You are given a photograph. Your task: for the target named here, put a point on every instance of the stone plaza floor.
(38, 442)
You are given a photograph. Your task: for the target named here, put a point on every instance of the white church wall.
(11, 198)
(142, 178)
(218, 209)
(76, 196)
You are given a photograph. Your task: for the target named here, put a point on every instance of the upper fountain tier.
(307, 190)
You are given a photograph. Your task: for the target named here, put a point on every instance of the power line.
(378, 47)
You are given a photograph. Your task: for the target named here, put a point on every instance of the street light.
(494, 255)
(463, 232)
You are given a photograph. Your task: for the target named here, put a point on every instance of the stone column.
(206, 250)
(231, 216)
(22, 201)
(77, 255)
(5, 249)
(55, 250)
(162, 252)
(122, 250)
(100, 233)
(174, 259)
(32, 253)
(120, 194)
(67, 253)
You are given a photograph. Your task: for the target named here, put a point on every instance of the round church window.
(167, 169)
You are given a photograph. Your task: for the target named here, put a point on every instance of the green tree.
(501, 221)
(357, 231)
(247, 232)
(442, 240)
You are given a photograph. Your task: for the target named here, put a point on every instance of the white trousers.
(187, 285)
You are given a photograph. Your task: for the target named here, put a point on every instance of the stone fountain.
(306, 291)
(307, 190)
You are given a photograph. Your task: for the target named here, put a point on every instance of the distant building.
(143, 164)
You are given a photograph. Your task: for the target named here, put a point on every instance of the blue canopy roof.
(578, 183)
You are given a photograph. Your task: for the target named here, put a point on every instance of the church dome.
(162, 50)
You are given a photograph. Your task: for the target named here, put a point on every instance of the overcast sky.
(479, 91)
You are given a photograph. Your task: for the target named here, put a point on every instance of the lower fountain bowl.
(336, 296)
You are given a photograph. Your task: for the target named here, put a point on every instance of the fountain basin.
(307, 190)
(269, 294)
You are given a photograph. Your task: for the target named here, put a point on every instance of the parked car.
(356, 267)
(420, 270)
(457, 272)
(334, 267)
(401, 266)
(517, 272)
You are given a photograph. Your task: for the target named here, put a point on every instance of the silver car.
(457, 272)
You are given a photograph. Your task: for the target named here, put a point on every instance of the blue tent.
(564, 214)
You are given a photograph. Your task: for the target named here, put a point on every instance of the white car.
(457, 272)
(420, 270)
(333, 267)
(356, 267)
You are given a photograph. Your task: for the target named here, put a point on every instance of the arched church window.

### Written request
Format every line of the records above as a Markdown table with the columns Row and Text. Number each row and leave out blank lines.

### Answer to this exercise
| Row | Text |
|---|---|
| 1 | You are given a photograph. Your task: for the target named here, put a point on every instance of the stone plaza floor. |
| 2 | (38, 442) |
| 3 | You are given a photograph. Your task: for the target named here, put a point on every instance of the white church wall. |
| 4 | (11, 198) |
| 5 | (142, 178) |
| 6 | (218, 209) |
| 7 | (76, 196) |
| 8 | You are given a photograph. Your task: for the target named here, put a point on every instance of the upper fountain tier. |
| 9 | (307, 190) |
| 10 | You are given a photograph. Your task: for the target named here, put a point on every instance of the power line. |
| 11 | (378, 47) |
| 12 | You are given a photograph. Your task: for the target named here, put a point on every instance of the street light. |
| 13 | (494, 255) |
| 14 | (463, 232) |
| 15 | You are given a photograph. Your task: for the target named here, put a point on every instance of the stone column. |
| 16 | (206, 250) |
| 17 | (231, 216) |
| 18 | (22, 201) |
| 19 | (77, 255) |
| 20 | (5, 249) |
| 21 | (55, 250) |
| 22 | (162, 252) |
| 23 | (122, 250) |
| 24 | (100, 233) |
| 25 | (174, 259) |
| 26 | (32, 253) |
| 27 | (120, 194) |
| 28 | (67, 253) |
| 29 | You are given a photograph. Your task: for the target named here, put a point on every instance of the round church window. |
| 30 | (167, 169) |
| 31 | You are given a photograph. Your task: for the target named here, put a point on every instance of the green tree. |
| 32 | (501, 221) |
| 33 | (357, 231) |
| 34 | (247, 232) |
| 35 | (442, 240) |
| 36 | You are given a photograph. Your task: for the target named here, put a point on every instance of the white trousers. |
| 37 | (187, 285) |
| 38 | You are given a photograph. Your task: for the target named here, put a point on every instance of the stone fountain. |
| 39 | (306, 291) |
| 40 | (307, 190) |
| 41 | You are given a photograph. Your task: for the target named here, put a point on every instance of the distant building. |
| 42 | (143, 164) |
| 43 | You are given a photograph. Your task: for the target named here, put a point on every instance of the blue canopy roof. |
| 44 | (578, 183) |
| 45 | You are given a photograph. Your task: for the target named here, put a point on every instance of the church dome. |
| 46 | (162, 50) |
| 47 | You are given a photograph. Your task: for the target named here, put a point on every instance of the overcast sky. |
| 48 | (479, 91) |
| 49 | You are given a photograph. Your task: for the target named here, put a point on every instance of the lower fountain bowl. |
| 50 | (336, 296) |
| 51 | You are given a photograph. Your task: for the target named here, put a point on every instance of the fountain basin. |
| 52 | (307, 190) |
| 53 | (269, 294) |
| 54 | You are given a photograph. Your task: for the target named here, put a point on every instance of the parked car. |
| 55 | (356, 267) |
| 56 | (420, 270) |
| 57 | (457, 272) |
| 58 | (334, 267) |
| 59 | (401, 266) |
| 60 | (517, 272) |
| 61 | You are given a photograph. Your task: for the target named here, put a point on every instance of the silver car. |
| 62 | (457, 272) |
| 63 | You are given a photograph. Your task: for the target named here, put a point on every instance of the blue tent. |
| 64 | (564, 214) |
| 65 | You are given a photograph. Your task: for the target named here, put a point on every instance of the white car. |
| 66 | (457, 272) |
| 67 | (420, 270) |
| 68 | (333, 267) |
| 69 | (356, 267) |
| 70 | You are given a photograph. Your task: for the target named here, put a point on every instance of the arched church window. |